Document extract:
Phase 1: Train Speech Tokenizer

What It Does

The speech tokenizer is like a "speech compression" model that converts audio into discrete tokens (similar to how JPEG compresses images).

Architecture:

Audio (24kHz) → Mel Spectrogram → CNN Encoder → RVQ (8 quantizers) → CNN Decoder → Mel → HiFiGAN Vocoder → Audio

Training Steps

1. Prepare Config:

# training/configs/tokenizer_config.yaml
model:
  sample_rate: 24000  # Match Luna AI
  codebook_size: 1024
  hidden_dim: 512
  num_quantizers: 8

data:
  data_dir: "/workspace/data"
  train_split: "train-clean-100"  # or train-clean-360
  
training:
  epochs: 100  # Increase to 200 for better quality
  batch_size: 16  # Adjust for your GPU (8 for A40, 16-32 for A100)
  learning_rate: 1e-4

2. Start Training:

cd /workspace/Testing-S2S
source venv/bin/activate

# Basic training
python training/train_tokenizer.py

# With custom config
python training/train_tokenizer.py --config my_config.yaml

# Resume from checkpoint
python training/train_tokenizer.py --resume checkpoints/tokenizer/tokenizer_epoch_50.pt

3. Monitor Progress:

# Terminal 1: Training logs
python training/train_tokenizer.py

# Terminal 2: GPU monitoring
watch -n 1 nvidia-smi

# Terminal 3: Tensorboard (if not using wandb)

Given problem: Continue the speech tokenizer training guide above, picking up right after its final line, the "Terminal 3" comment about Tensorboard.

Recorded data:

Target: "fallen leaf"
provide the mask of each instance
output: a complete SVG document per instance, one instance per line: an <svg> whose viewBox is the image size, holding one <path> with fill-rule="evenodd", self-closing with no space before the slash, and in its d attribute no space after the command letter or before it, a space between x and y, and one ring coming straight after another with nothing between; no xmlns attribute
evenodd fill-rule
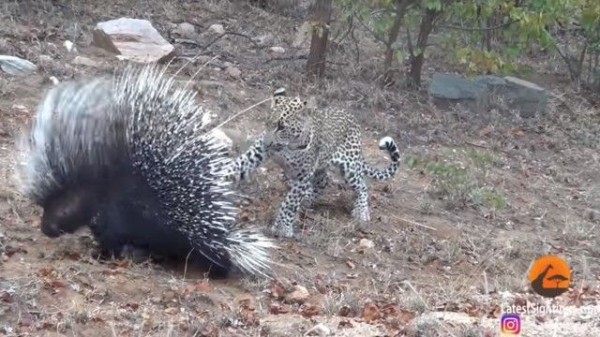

Task answer:
tensorboard --logdir checkpoints/tokenizer/logs --port 6006

4. Evaluate Quality:

# Test tokenizer on sample audio
python scripts/test_tokenizer.py \
    --checkpoint checkpoints/tokenizer/tokenizer_best.pt \
    --input test_audio.wav \
    --output reconstructed.wav

# Listen to reconstructed audio
# Good quality: Clear speech, minimal artifacts
# Bad quality: Muffled, robotic, missing details

Expected Results

Dataset Training Time Cost Quality
train-clean-100 (100h) 8-12 hours $10-15 Good for testing
train-clean-360 (360h) 30-40 hours $36-48 Production-ready
train-clean-100+360+500 (960h) 80-120 hours $95-143 Excellent

Metrics to Watch:

  • Mel L1 Loss: Should drop below 0.15 (lower = better)
  • Commitment Loss: Should stabilize around 0.01-0.05
  • Validation Loss: Should decrease steadily without overfitting

Phase 2: Train Hybrid S2S Model

Coming in next commit: Complete S2S training pipeline

Preview:

  • Uses trained tokenizer from Phase 1
  • Trained on conversational data
  • Architecture similar to Moshi/GLM-4-Voice
  • Estimated cost: $300-500

Phase 3: Add Emotional Control

Coming in next commit: Emotion fine-tuning pipeline

Preview:

  • Fine-tune on IEMOCAP emotional speech dataset
  • Add emotion embedding layer
  • Support for laughter, sighs, whispers
  • Estimated cost: $100-200

Deployment to Production

Update Your Server

Once training is complete, integrate trained models into your existing FastAPI server:

# src/server.py
from src.models.speech_tokenizer_trainable import TrainableSpeechTokenizer
from src.models.hybrid_s2s import HybridS2SModel

# Load trained models
tokenizer = TrainableSpeechTokenizer(
    checkpoint_path="/workspace/checkpoints/tokenizer/tokenizer_best.pt"
).to(device)

s2s_model = HybridS2SModel(
    checkpoint_path="/workspace/checkpoints/s2s/s2s_best.pt"
).to(device)

# Use in inference
@app.websocket("/ws/stream")
async def websocket_endpoint(websocket: WebSocket):
    # ... your existing streaming logic
    
    # Tokenize user audio
    user_tokens = tokenizer.tokenize(user_audio)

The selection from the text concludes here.